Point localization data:
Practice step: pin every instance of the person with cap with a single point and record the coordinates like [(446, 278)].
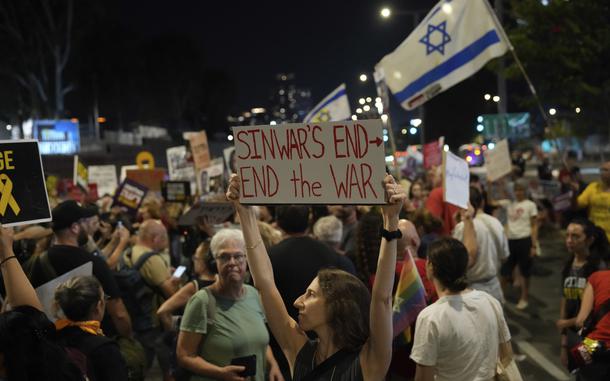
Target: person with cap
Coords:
[(66, 255)]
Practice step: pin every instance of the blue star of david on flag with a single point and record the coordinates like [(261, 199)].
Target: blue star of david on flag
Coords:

What is being asked → Make an exact copy of the data, leaving its pictures out.

Result of the task →
Practice step: pin every instance of the person with cap with a single point and record the coordinates like [(446, 278)].
Target: person with cap
Coords:
[(66, 255)]
Practice step: pin every instance of the blue star of david on flag with a single point and record the coordinates like [(261, 199)].
Target: blue star of david on flag
Coords:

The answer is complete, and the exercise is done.